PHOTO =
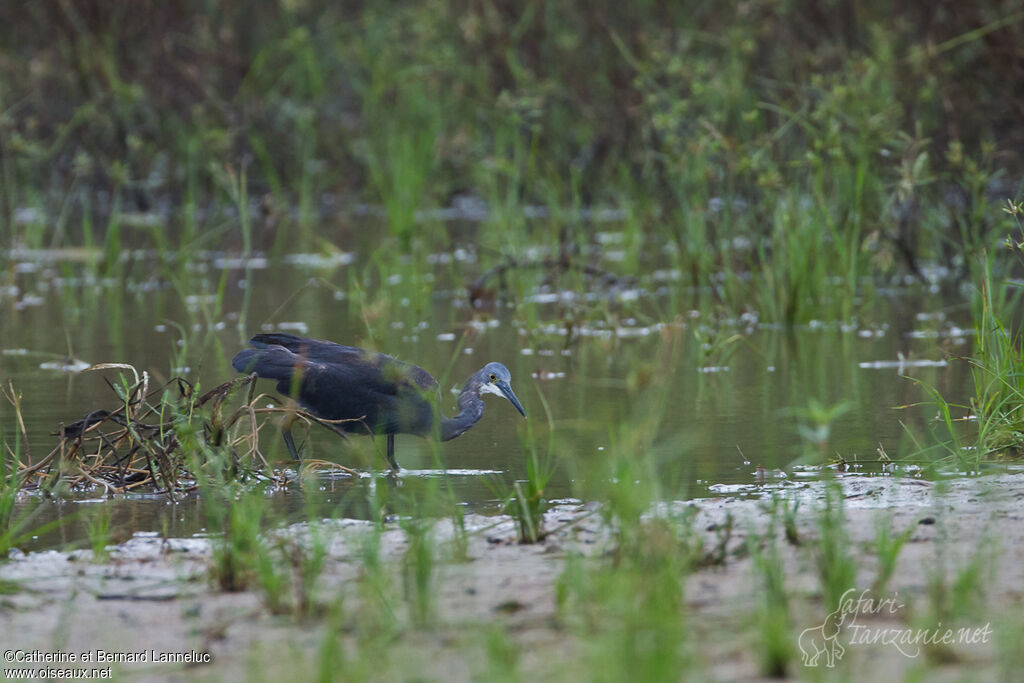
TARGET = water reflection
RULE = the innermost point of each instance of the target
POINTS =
(597, 375)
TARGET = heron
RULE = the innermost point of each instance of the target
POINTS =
(372, 392)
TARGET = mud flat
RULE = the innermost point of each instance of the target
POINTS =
(148, 611)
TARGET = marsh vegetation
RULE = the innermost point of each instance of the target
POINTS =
(755, 271)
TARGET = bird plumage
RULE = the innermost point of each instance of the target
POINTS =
(376, 392)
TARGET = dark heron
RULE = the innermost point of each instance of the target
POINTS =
(376, 392)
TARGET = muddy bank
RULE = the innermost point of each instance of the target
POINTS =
(152, 595)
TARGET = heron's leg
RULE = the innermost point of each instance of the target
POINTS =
(286, 432)
(390, 454)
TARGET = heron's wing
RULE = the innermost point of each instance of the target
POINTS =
(386, 394)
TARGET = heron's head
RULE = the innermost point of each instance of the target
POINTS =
(495, 378)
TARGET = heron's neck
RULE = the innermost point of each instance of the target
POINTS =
(470, 412)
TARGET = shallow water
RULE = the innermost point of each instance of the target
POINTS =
(726, 413)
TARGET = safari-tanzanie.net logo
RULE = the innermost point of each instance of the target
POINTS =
(826, 643)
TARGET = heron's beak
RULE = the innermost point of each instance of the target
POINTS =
(506, 390)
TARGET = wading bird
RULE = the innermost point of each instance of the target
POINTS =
(377, 393)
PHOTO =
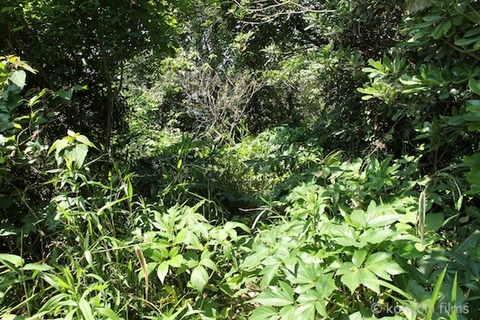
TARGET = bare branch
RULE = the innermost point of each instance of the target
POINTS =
(265, 11)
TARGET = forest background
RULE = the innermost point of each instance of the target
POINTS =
(241, 159)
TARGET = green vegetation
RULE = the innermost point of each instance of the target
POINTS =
(253, 160)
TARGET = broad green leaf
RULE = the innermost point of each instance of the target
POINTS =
(109, 313)
(473, 105)
(325, 285)
(59, 145)
(305, 311)
(79, 153)
(275, 297)
(434, 221)
(382, 264)
(199, 278)
(352, 279)
(83, 139)
(264, 313)
(18, 78)
(474, 85)
(85, 309)
(37, 267)
(254, 259)
(369, 280)
(162, 271)
(435, 293)
(359, 257)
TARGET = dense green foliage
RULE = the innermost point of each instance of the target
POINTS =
(240, 159)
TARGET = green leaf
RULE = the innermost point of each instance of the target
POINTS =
(83, 139)
(199, 278)
(13, 259)
(359, 257)
(369, 280)
(382, 264)
(37, 267)
(474, 85)
(79, 153)
(264, 313)
(275, 297)
(109, 313)
(435, 293)
(59, 145)
(473, 105)
(305, 312)
(18, 77)
(85, 309)
(162, 271)
(352, 279)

....

**What is required:** Leave out the pictures and give the rest of the records again exactly.

**The answer:**
PHOTO =
TARGET = water reflection
RULE = the innermost point of each instance of the target
POINTS =
(597, 375)
TARGET = heron
RULE = the innermost point of each instance of the target
POINTS =
(372, 392)
TARGET = mud flat
RULE = the innermost point of each instance of the target
POINTS =
(148, 611)
TARGET = marsh vegetation
RULE = the innermost point of each instance of the target
POINTS =
(755, 271)
TARGET = bird plumage
RULE = the innermost point of each instance of the target
POINTS =
(376, 392)
TARGET = dark heron
RULE = the innermost point of each instance of the target
POINTS =
(376, 392)
TARGET = muddy bank
RULE = the innermost point of each instance of the target
POINTS =
(152, 595)
TARGET = heron's leg
RULE = the innermost point of each instance of the target
POINTS =
(286, 432)
(390, 454)
TARGET = heron's wing
RULE = the innermost point of each instance of the target
POINTS =
(386, 394)
TARGET = heron's head
RULE = the innermost point of each instance of the target
POINTS =
(495, 378)
TARGET = heron's neck
RULE = the innermost point of each instance of the target
POINTS =
(470, 412)
TARGET = shallow water
RULE = the innermost point of each instance of the target
POINTS =
(726, 413)
TARGET = safari-tanzanie.net logo
RULE = the innermost point of each instance of the target
POINTS =
(826, 643)
TARGET = heron's beak
RULE = the innermost point of each instance of the target
POINTS =
(506, 390)
TARGET = wading bird
RULE = the innermost point of each instance of the target
POINTS =
(377, 393)
PHOTO =
TARGET = bare branch
RULE = the innermost point of each instance of the target
POINTS =
(265, 11)
TARGET = forest background
RULE = the innermost point of each instance of the target
POINTS =
(241, 159)
TARGET = green vegetation
RULE = the innermost point of each instance of the target
POINTS =
(253, 160)
TARGET = broad green leaf
RULE = the innermost point of each instance of the target
POINTS =
(109, 313)
(473, 105)
(325, 285)
(59, 145)
(305, 311)
(79, 153)
(275, 297)
(434, 221)
(382, 264)
(199, 278)
(352, 279)
(83, 139)
(264, 313)
(18, 78)
(474, 85)
(85, 309)
(37, 267)
(254, 259)
(369, 280)
(162, 271)
(435, 293)
(359, 257)
TARGET = dense green foliage
RULE = the innermost point of each instance of the target
POINTS =
(240, 159)
TARGET = green leaf
RULE = the innermost point of each instance of the target
POINTS =
(83, 139)
(199, 278)
(13, 259)
(359, 257)
(369, 280)
(382, 264)
(37, 267)
(474, 85)
(79, 153)
(264, 313)
(275, 297)
(109, 313)
(435, 293)
(59, 145)
(473, 105)
(305, 312)
(18, 77)
(85, 309)
(162, 271)
(352, 279)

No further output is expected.